--- Begin RECORD SET ---

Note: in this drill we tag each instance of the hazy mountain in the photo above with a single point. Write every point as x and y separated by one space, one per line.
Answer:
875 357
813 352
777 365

--- End RECORD SET ---

Shift every point coordinate in the answers of the records above by adding 65 to each number. Write out all the lines again, requests included, changing only those coordinates.

Note: in this drill we tag each instance of the hazy mountain in the photo above with a single point. Write every point as x and y separated by one space, one per line.
Answer:
940 422
878 417
842 430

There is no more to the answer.